TASK DETAILS => Omit all pictures. Quote the lines from the one with "If you could tag each instance of the window" through the end of the listing below, exactly as they appear.

DATA SHOWN =>
____________________

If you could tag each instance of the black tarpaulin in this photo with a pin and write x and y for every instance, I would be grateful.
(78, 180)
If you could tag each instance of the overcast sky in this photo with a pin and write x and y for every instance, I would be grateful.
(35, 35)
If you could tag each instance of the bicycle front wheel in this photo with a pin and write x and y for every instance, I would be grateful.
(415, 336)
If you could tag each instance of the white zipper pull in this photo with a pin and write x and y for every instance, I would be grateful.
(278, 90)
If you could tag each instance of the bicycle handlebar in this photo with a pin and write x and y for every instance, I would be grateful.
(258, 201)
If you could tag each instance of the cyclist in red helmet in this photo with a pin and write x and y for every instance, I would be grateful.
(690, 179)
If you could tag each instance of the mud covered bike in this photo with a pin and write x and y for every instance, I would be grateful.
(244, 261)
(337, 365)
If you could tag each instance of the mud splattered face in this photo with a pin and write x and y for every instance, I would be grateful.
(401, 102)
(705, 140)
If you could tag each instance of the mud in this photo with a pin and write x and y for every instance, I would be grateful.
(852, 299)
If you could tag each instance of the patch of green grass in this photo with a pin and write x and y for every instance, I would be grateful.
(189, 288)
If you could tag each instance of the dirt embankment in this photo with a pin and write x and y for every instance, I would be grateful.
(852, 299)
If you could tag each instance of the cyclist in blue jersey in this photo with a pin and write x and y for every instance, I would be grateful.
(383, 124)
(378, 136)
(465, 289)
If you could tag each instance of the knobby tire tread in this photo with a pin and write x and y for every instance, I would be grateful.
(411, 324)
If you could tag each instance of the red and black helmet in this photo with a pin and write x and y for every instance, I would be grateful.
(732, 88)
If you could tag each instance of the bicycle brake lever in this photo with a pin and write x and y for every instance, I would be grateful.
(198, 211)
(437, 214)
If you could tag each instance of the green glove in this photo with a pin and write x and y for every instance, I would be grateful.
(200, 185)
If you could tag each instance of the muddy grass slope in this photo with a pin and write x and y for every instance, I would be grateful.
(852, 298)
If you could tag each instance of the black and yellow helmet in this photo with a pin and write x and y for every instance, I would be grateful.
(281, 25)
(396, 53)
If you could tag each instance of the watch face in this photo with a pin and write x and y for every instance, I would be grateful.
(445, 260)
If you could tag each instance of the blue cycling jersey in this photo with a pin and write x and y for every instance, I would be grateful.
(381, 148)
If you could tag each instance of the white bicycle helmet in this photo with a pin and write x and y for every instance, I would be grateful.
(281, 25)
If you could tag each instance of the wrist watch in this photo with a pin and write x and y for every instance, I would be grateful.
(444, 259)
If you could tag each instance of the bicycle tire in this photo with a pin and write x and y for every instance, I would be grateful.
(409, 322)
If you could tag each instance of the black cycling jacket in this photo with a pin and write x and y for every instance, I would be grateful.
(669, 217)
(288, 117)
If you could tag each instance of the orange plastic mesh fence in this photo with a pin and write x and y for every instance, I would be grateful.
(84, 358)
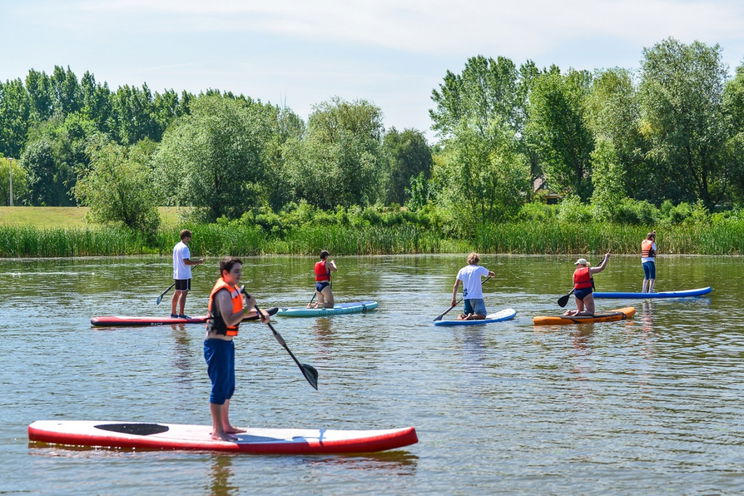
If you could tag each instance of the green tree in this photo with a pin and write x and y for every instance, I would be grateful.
(19, 181)
(559, 132)
(118, 187)
(681, 103)
(212, 159)
(486, 89)
(733, 104)
(408, 156)
(55, 152)
(15, 111)
(608, 178)
(340, 161)
(485, 179)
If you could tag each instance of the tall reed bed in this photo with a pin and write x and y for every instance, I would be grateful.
(25, 241)
(716, 238)
(725, 238)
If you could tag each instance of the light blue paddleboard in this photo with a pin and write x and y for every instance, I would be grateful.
(341, 308)
(506, 314)
(664, 294)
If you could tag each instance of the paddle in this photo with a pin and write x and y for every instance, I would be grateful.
(439, 317)
(307, 370)
(564, 299)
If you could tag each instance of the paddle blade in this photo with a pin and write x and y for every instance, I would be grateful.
(439, 317)
(310, 374)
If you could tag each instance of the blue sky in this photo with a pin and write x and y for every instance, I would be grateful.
(300, 53)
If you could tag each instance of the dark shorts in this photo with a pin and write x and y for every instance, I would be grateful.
(582, 293)
(220, 357)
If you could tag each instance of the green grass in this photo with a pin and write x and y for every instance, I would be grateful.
(65, 216)
(70, 235)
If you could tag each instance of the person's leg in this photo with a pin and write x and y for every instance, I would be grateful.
(217, 361)
(467, 310)
(182, 303)
(174, 302)
(479, 309)
(217, 415)
(589, 304)
(328, 296)
(226, 425)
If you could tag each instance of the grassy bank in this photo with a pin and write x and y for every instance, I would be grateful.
(47, 217)
(725, 238)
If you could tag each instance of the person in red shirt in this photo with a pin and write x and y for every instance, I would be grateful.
(323, 289)
(584, 285)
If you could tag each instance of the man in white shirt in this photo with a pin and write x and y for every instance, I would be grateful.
(472, 292)
(182, 274)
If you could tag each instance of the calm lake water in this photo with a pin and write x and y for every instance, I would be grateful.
(648, 406)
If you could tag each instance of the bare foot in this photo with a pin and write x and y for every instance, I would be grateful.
(223, 437)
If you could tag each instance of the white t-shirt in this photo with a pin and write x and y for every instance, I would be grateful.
(471, 284)
(650, 259)
(180, 269)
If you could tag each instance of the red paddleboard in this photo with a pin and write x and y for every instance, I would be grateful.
(197, 437)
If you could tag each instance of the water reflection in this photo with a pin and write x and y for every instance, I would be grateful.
(219, 477)
(399, 462)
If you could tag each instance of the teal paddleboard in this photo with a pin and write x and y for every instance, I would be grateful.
(341, 308)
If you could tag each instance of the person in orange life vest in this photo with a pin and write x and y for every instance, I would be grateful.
(648, 260)
(323, 289)
(472, 289)
(583, 286)
(182, 263)
(227, 307)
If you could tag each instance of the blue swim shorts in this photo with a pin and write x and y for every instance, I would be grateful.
(582, 293)
(475, 305)
(220, 357)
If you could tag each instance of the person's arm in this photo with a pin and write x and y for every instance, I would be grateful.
(600, 267)
(454, 292)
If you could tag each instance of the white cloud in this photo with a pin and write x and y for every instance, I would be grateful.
(523, 29)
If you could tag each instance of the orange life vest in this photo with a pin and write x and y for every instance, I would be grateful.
(582, 278)
(214, 318)
(321, 272)
(647, 248)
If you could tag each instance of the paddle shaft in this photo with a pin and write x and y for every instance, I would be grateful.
(311, 375)
(439, 317)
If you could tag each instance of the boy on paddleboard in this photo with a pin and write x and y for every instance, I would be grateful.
(228, 306)
(472, 289)
(648, 260)
(584, 286)
(182, 274)
(323, 289)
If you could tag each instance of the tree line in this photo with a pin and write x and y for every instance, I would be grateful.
(670, 132)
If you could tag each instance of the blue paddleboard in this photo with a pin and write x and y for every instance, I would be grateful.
(341, 308)
(506, 314)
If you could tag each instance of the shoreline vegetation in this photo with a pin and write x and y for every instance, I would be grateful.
(349, 235)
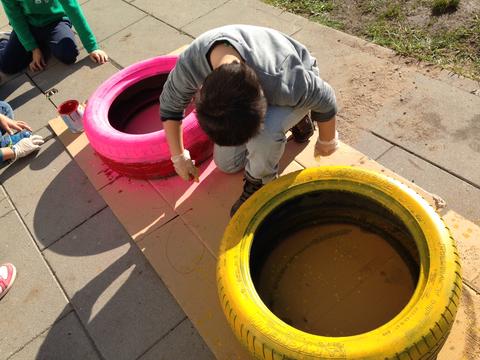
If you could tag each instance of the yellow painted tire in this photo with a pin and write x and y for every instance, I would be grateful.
(417, 332)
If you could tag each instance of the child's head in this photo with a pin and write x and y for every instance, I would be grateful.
(231, 105)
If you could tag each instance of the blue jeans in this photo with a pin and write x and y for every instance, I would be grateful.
(260, 156)
(56, 38)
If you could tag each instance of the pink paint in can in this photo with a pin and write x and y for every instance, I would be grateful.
(72, 113)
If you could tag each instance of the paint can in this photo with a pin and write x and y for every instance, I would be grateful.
(71, 112)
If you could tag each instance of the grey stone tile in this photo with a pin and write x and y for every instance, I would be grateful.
(46, 132)
(35, 300)
(107, 17)
(183, 342)
(177, 13)
(362, 140)
(457, 193)
(436, 121)
(5, 206)
(77, 81)
(119, 298)
(136, 42)
(241, 12)
(50, 192)
(28, 103)
(64, 340)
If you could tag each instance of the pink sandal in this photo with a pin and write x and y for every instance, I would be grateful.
(7, 278)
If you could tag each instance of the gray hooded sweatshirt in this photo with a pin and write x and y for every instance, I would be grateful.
(287, 72)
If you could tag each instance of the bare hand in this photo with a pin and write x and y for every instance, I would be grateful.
(99, 56)
(185, 166)
(10, 125)
(38, 63)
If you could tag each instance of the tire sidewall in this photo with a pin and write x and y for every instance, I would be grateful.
(427, 304)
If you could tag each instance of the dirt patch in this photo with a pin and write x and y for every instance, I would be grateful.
(410, 27)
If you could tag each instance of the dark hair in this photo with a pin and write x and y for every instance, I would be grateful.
(231, 105)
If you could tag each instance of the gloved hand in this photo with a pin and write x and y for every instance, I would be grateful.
(27, 146)
(185, 166)
(325, 148)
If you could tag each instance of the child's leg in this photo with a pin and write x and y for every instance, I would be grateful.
(266, 149)
(6, 109)
(62, 42)
(13, 56)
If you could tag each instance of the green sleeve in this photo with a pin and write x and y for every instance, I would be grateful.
(19, 23)
(75, 14)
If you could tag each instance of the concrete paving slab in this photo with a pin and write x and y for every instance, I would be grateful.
(5, 206)
(45, 132)
(107, 17)
(183, 342)
(457, 193)
(136, 42)
(51, 193)
(241, 12)
(177, 13)
(35, 301)
(438, 122)
(28, 103)
(77, 81)
(120, 300)
(66, 339)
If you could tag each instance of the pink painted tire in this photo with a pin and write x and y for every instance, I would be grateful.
(116, 101)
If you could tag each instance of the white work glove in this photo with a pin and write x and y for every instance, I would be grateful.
(185, 166)
(325, 148)
(27, 146)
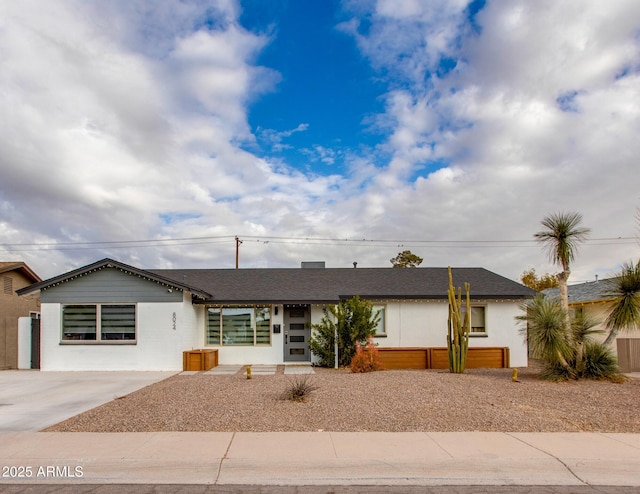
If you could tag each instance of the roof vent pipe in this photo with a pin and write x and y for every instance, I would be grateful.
(312, 265)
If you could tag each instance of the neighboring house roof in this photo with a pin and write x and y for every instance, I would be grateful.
(110, 263)
(591, 291)
(5, 267)
(314, 285)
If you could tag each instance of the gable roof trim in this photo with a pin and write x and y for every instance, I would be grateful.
(111, 264)
(5, 267)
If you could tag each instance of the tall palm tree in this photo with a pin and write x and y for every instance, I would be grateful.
(561, 238)
(625, 289)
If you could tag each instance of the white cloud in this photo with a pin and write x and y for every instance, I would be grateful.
(123, 121)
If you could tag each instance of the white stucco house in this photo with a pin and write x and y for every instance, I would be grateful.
(112, 316)
(595, 301)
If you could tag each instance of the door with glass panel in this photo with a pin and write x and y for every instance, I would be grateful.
(297, 332)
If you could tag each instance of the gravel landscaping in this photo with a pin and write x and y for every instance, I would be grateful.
(391, 401)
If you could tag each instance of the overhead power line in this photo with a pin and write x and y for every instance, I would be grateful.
(324, 241)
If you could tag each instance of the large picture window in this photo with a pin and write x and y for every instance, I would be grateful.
(238, 326)
(478, 326)
(99, 322)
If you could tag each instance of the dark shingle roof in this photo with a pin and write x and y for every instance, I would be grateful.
(319, 285)
(591, 291)
(332, 284)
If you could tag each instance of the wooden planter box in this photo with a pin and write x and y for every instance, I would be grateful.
(628, 354)
(437, 358)
(198, 360)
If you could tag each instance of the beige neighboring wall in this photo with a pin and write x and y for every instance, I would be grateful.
(13, 276)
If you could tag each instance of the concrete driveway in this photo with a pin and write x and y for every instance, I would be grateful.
(31, 400)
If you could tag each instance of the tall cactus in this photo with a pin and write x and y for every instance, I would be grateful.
(458, 328)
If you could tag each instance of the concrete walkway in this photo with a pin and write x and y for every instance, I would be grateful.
(321, 458)
(31, 400)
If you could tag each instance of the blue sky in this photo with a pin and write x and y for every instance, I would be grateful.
(319, 109)
(336, 130)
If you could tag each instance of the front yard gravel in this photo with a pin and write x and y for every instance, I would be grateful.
(386, 401)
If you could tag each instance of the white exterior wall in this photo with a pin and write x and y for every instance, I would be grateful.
(159, 346)
(599, 312)
(24, 343)
(424, 324)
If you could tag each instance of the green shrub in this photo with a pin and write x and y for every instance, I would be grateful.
(353, 320)
(366, 359)
(298, 389)
(600, 363)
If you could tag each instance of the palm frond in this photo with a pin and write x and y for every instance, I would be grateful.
(562, 236)
(548, 339)
(625, 290)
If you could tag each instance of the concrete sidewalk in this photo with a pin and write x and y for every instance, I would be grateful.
(321, 458)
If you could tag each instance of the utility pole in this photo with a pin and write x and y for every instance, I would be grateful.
(238, 242)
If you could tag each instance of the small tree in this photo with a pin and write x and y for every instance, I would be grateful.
(549, 342)
(353, 321)
(561, 237)
(625, 312)
(406, 259)
(538, 283)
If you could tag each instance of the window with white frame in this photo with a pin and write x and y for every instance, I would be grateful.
(381, 328)
(478, 325)
(238, 326)
(110, 323)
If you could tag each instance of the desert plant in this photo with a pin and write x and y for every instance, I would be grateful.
(458, 327)
(298, 388)
(625, 290)
(352, 321)
(549, 342)
(561, 236)
(366, 359)
(600, 363)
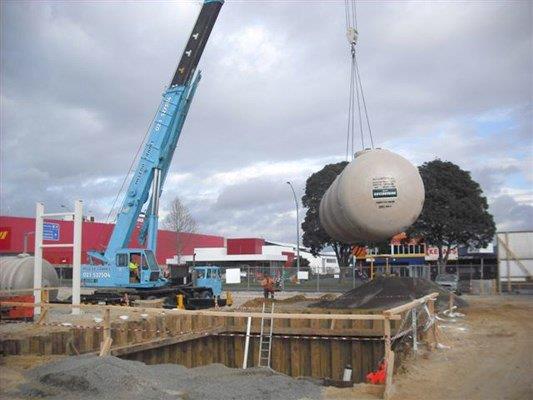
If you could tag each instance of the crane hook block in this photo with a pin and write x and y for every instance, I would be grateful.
(352, 36)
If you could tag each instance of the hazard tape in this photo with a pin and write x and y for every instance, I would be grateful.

____________________

RIGHT ANSWER =>
If you could tag each instance of the window with white frame in this photo with a pin and write x and y for every instance, I would be grateful.
(381, 328)
(478, 325)
(238, 326)
(110, 323)
If you could tag each instance of the desert plant in this photo with a pin and write x and y for every instance, I would be grateful.
(458, 327)
(298, 388)
(625, 290)
(352, 321)
(549, 342)
(561, 236)
(366, 359)
(600, 363)
If you could tag each instance of the crane hook block in this photo with a pin and write x and y for every instance, I would be grateful.
(352, 36)
If you could tag each instance of the hazard tape in this photo with a pin and write x and y for every instance, I would be grateful.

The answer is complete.